▶ **Working data**
** Begin **

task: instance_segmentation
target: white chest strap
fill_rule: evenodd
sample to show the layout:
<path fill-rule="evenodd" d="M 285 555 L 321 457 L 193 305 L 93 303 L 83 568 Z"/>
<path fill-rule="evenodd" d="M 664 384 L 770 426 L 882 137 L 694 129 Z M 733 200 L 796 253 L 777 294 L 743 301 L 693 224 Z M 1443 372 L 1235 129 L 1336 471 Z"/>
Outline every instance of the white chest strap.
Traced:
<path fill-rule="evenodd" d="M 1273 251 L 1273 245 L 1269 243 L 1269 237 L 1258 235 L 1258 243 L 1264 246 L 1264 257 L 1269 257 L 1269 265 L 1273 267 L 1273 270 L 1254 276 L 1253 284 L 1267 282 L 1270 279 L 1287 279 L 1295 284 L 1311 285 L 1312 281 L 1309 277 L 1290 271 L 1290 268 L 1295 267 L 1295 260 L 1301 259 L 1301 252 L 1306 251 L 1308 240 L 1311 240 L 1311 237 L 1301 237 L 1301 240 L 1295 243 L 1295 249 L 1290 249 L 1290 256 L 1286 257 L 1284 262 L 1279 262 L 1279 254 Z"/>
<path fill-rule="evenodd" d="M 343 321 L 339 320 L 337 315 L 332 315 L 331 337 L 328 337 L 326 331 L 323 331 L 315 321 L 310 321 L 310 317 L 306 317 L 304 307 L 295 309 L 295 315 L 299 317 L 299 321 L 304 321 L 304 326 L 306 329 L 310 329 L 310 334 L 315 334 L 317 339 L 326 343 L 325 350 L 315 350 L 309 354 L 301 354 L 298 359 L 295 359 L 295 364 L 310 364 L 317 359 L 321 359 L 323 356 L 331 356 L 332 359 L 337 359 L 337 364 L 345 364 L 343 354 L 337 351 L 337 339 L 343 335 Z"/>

** End **

▶ **Task requirements**
Return all of the records above word for word, keeping every line unchanged.

▶ **Response for this exercise**
task: instance_segmentation
target: white chest strap
fill_rule: evenodd
sample to show the layout:
<path fill-rule="evenodd" d="M 285 555 L 321 457 L 193 305 L 93 303 L 83 568 Z"/>
<path fill-rule="evenodd" d="M 664 384 L 770 426 L 882 137 L 694 129 Z M 733 200 L 796 253 L 777 294 L 743 301 L 693 224 Z M 1443 372 L 1235 129 L 1336 471 Z"/>
Outline every instance of the white chest strap.
Traced:
<path fill-rule="evenodd" d="M 1273 251 L 1273 245 L 1269 243 L 1269 237 L 1258 235 L 1258 243 L 1264 246 L 1264 257 L 1269 257 L 1269 265 L 1273 267 L 1273 270 L 1254 276 L 1253 284 L 1267 282 L 1270 279 L 1287 279 L 1295 284 L 1311 285 L 1312 281 L 1309 277 L 1290 271 L 1290 268 L 1295 267 L 1295 260 L 1301 259 L 1301 252 L 1306 251 L 1308 240 L 1311 240 L 1311 237 L 1301 237 L 1301 240 L 1295 243 L 1295 249 L 1290 249 L 1290 256 L 1286 257 L 1284 262 L 1279 262 L 1279 254 Z"/>
<path fill-rule="evenodd" d="M 343 321 L 339 320 L 337 315 L 332 315 L 331 337 L 328 337 L 326 331 L 323 331 L 315 321 L 310 321 L 310 317 L 306 317 L 304 307 L 295 309 L 295 315 L 299 317 L 299 321 L 304 321 L 304 326 L 306 329 L 310 329 L 310 334 L 315 334 L 317 339 L 326 343 L 325 350 L 315 350 L 309 354 L 301 354 L 298 359 L 295 359 L 295 364 L 310 364 L 317 359 L 321 359 L 323 356 L 331 356 L 332 359 L 337 359 L 337 364 L 345 364 L 343 354 L 337 351 L 337 339 L 343 335 Z"/>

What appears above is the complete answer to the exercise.